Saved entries

⁂

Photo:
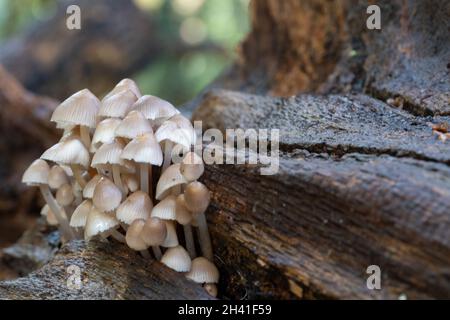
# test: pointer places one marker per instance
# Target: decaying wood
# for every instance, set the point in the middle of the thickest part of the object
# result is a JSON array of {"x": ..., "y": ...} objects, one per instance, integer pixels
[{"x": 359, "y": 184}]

⁂

TASK TO CARRY OUT → Your answer must be the line containing "# Target: decaying wood" and every line after it through the end of the records above, reproduced exactly and alone.

TASK RESULT →
# Target: decaying wood
# for every instance, set the point in the middle of the thickest part of the object
# result is a JSON array of {"x": ..., "y": ...} objects, one per instance, integer pixels
[{"x": 359, "y": 184}]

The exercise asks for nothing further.